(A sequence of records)
** BEGIN **
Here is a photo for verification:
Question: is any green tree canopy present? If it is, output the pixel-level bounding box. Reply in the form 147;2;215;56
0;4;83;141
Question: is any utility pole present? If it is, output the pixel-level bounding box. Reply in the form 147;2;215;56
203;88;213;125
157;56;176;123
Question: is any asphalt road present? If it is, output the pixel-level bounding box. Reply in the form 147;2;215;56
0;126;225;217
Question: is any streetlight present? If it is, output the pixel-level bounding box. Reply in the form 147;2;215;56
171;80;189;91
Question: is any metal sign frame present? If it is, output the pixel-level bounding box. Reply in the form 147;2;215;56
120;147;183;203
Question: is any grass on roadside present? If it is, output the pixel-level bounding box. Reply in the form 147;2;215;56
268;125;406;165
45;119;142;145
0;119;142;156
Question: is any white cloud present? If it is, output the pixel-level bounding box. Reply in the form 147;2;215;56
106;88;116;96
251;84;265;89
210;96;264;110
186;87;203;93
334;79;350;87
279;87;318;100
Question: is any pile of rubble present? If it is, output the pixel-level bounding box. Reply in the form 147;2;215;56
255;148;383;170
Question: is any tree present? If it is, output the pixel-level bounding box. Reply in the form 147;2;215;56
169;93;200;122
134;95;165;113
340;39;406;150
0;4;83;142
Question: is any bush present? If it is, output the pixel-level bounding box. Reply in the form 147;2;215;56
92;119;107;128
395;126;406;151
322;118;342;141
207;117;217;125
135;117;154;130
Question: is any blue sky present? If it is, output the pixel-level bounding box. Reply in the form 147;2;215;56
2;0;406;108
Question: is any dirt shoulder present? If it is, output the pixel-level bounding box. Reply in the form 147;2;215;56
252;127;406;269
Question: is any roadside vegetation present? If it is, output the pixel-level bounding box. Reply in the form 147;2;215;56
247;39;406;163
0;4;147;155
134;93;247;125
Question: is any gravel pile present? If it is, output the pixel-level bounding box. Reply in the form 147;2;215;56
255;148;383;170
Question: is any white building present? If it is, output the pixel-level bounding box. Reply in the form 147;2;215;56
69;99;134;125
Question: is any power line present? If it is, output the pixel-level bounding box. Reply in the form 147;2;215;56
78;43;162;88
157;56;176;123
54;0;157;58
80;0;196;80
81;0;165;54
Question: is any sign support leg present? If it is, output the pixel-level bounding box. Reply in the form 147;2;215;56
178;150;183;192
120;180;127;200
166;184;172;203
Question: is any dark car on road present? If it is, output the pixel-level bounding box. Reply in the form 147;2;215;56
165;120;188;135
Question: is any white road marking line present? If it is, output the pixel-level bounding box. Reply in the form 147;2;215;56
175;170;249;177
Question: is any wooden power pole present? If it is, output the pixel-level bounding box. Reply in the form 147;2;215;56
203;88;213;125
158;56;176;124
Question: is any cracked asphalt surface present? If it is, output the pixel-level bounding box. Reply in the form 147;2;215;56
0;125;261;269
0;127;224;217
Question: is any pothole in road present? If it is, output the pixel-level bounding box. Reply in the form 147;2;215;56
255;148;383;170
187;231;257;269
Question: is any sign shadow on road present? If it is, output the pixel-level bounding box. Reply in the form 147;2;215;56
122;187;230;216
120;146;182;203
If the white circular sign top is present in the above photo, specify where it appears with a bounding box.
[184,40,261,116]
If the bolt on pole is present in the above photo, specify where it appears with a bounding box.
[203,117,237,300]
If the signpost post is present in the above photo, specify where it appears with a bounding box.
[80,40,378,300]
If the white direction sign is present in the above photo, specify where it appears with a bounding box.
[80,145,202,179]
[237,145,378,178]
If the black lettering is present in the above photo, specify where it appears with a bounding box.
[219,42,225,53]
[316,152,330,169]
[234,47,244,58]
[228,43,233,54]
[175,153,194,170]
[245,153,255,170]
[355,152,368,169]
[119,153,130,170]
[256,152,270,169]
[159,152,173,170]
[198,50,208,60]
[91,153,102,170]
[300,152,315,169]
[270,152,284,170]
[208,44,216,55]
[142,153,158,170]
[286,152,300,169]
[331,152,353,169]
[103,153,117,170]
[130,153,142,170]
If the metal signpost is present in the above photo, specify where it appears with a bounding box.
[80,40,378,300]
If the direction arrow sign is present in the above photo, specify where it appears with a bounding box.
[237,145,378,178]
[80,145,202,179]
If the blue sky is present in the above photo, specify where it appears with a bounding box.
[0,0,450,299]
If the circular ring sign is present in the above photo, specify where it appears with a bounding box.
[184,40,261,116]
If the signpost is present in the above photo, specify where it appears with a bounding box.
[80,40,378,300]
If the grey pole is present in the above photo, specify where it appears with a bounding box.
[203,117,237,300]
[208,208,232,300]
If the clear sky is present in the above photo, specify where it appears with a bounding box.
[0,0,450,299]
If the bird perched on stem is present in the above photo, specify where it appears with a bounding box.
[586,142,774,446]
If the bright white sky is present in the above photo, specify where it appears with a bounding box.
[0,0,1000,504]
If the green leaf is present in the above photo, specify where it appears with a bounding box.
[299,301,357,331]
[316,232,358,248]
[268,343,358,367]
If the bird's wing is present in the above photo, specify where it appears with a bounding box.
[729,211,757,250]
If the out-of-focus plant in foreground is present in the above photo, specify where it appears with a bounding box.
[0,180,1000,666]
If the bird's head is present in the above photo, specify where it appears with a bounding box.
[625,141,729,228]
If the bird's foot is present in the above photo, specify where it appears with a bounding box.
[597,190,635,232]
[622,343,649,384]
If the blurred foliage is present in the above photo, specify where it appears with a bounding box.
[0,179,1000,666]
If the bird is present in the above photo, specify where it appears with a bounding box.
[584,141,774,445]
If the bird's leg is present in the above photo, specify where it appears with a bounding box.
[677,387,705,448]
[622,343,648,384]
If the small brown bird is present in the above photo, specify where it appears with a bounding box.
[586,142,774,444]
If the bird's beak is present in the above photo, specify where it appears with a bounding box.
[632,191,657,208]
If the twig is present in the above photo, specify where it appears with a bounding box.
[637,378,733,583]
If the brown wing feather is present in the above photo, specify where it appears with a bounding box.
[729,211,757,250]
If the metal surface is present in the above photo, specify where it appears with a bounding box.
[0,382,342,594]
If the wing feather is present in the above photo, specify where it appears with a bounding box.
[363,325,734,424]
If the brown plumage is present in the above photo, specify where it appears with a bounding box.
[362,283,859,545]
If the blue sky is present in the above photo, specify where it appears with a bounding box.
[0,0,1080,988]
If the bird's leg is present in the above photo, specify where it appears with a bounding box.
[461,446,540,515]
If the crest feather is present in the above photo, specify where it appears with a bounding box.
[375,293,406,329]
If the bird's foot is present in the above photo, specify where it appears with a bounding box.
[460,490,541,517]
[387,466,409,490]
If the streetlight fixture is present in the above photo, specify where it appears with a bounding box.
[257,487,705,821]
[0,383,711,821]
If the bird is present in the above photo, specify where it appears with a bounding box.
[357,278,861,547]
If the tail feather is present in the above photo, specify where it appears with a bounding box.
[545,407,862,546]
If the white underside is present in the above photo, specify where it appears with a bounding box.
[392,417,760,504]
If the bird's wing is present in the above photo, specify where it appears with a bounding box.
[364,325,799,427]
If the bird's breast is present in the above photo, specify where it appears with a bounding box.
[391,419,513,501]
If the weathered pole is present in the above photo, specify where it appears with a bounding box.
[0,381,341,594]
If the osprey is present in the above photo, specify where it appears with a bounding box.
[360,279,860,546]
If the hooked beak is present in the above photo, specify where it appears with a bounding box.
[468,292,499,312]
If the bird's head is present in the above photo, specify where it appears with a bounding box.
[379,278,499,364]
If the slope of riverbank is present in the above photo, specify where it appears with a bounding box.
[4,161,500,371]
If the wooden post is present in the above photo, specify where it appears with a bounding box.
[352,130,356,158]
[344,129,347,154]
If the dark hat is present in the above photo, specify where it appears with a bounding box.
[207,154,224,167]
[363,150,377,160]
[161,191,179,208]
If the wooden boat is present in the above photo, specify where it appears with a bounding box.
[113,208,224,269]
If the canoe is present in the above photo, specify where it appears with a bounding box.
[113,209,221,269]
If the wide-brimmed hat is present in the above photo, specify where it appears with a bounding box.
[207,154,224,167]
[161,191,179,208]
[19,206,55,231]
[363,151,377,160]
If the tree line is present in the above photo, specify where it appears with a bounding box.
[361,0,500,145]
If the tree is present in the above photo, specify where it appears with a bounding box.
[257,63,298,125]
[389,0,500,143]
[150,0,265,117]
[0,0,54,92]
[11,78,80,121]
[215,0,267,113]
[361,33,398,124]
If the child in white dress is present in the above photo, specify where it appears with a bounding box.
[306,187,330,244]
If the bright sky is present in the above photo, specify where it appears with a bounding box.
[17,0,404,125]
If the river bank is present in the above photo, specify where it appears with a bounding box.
** END **
» **What is asked**: Reproduce, without alteration, every line of the data from the one containing "If the child" down to the final line.

» **Answer to this exercise**:
If the child in white dress is present in the above photo, specify where it appears with a bounding box.
[306,187,330,244]
If the bright sky is present in the above photo, specify where it appears with a bounding box.
[17,0,404,125]
If the river bank is present in the above photo, specify where it appears with a bounding box.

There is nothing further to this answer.